[EXCERPTED TEXT — start]

1. Technical Field
The present disclosure generally relates to the field of molecular biology medicine. More particularly, the present disclosure relates to systems and methods for studying biological networks and for computing molecular vulnerabilities in connection with such networks and pathways. The present disclosure implicates a wide range of applications including, but not limited to, drug research/development, disease diagnosis, gene therapy, and the like.
2. Background Art
Over the past few decades, a large amount of information has been collected regarding the function of individual signaling and other types of molecules. Many detailed individual molecular mechanisms are now known which regulate cellular function. In recent years, system biologists have started to integrate these individual interactions and components, and to analyze the properties and functions that emerge from these complex biological systems (The News Staff, 2005).
Each cell in the human body includes many biomolecules which interact with each other through an extensive network of cellular pathways. (Papin et al., 2005; Klipp et al, 2005; Gomperts et al., 2002) Accordingly, dysfunction of any such biomolecules may interfere with the efficacy and efficiency of signal transduction within the network. Such dysfunction may consequently result in a cell transitioning from a normal state of cellular function (physiological condition) to a diseased state (pathological condition). (Finkel and Gutkind, 2003)

[EXCERPTED TEXT — finish]
[GIVEN DATA — start]

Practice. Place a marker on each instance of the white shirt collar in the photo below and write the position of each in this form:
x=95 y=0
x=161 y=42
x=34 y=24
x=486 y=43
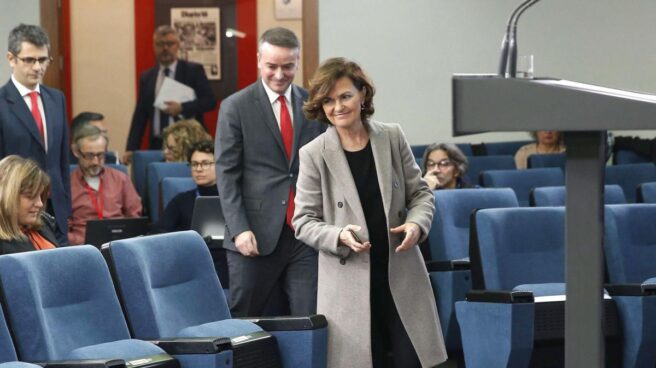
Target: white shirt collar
x=22 y=89
x=273 y=96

[GIVEN DATA — finish]

**TASKS**
(1) For the text on biological networks, decide whether each statement agrees with it: (a) the disclosure concerns computing molecular vulnerabilities; (b) system biologists began integrating individual interactions and components several decades ago; (c) dysfunction of biomolecules may lead a cell to a diseased state. For each, answer yes or no and quote the deciding words of the text.
(2) Extract the part of the biological networks text between "Each cell in" and "and Gutkind, 2003)", inclusive.

**TASK-BY-TASK OUTPUTS**
(1)
(a) Yes: "for computing molecular vulnerabilities in connection with such networks and pathways"
(b) No: "In recent years, system biologists have started to integrate these individual interactions and components"
(c) Yes: "Such dysfunction may consequently result in a cell transitioning from a normal state of cellular function (physiological condition) to a diseased state (pathological condition)."

(2)
Each cell in the human body includes many biomolecules which interact with each other through an extensive network of cellular pathways. (Papin et al., 2005; Klipp et al, 2005; Gomperts et al., 2002) Accordingly, dysfunction of any such biomolecules may interfere with the efficacy and efficiency of signal transduction within the network. Such dysfunction may consequently result in a cell transitioning from a normal state of cellular function (physiological condition) to a diseased state (pathological condition). (Finkel and Gutkind, 2003)